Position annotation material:
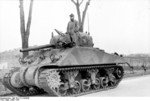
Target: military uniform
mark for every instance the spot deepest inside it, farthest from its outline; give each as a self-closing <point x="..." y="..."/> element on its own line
<point x="72" y="29"/>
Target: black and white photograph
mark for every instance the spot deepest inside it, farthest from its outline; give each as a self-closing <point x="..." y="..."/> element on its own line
<point x="74" y="48"/>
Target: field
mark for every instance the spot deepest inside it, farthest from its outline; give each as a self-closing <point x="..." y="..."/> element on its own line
<point x="12" y="57"/>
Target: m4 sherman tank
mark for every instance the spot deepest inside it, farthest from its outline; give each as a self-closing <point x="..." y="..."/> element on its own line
<point x="64" y="68"/>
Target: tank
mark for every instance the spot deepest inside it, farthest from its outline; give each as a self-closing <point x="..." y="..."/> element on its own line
<point x="65" y="68"/>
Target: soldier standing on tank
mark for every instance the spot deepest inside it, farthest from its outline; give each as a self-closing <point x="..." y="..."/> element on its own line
<point x="73" y="28"/>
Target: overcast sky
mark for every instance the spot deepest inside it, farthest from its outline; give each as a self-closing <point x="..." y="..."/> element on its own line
<point x="121" y="26"/>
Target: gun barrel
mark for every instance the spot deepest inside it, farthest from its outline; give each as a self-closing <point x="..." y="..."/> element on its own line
<point x="37" y="48"/>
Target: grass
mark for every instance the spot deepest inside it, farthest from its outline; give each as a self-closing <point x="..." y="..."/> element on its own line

### PROBLEM
Can you repeat all of the material above line for line, leaving the pictures out of your answer?

### EXPECTED ANSWER
Target: military uniform
mark for every instance the spot deepest inside it, farthest from its outline; give each as a self-closing <point x="..." y="..."/> element on its own line
<point x="72" y="29"/>
Target: black and white photograph
mark for every instance the spot deepest inside it, farthest from its outline; give each as a self-closing <point x="..." y="..."/> element on its own line
<point x="74" y="48"/>
Target: field
mark for every instance the spot deepest inside it, farthest from its outline; give each as a self-closing <point x="..." y="..."/> element on its own line
<point x="12" y="57"/>
Target: m4 sherman tank
mark for every instance the spot deepest inside it, farthest from its outline; give each as a self-closing <point x="..." y="..."/> element on its own line
<point x="64" y="68"/>
Target: tank
mark for every instance the spot deepest inside it, farthest from its outline; give each as a self-closing <point x="..." y="..."/> element on its own line
<point x="65" y="68"/>
Target: soldier standing on tank
mark for every instance the spot deepest inside it, farthest from its outline; give each as a self-closing <point x="..." y="..."/> element on its own line
<point x="73" y="28"/>
Target: overcast sky
mark for every instance the spot deepest inside it, farthest from its outline; give each as a self-closing <point x="..." y="..."/> element on its own line
<point x="121" y="26"/>
Target: gun barrel
mark for every instance the spot deepest inside it, farthest from its outline; give each as a self-closing <point x="..." y="..."/> element on its own line
<point x="37" y="48"/>
Target: grass
mark for every instance the spot deepest inside it, farthest from its outline; give each as a self-closing <point x="..." y="..."/> element on its own line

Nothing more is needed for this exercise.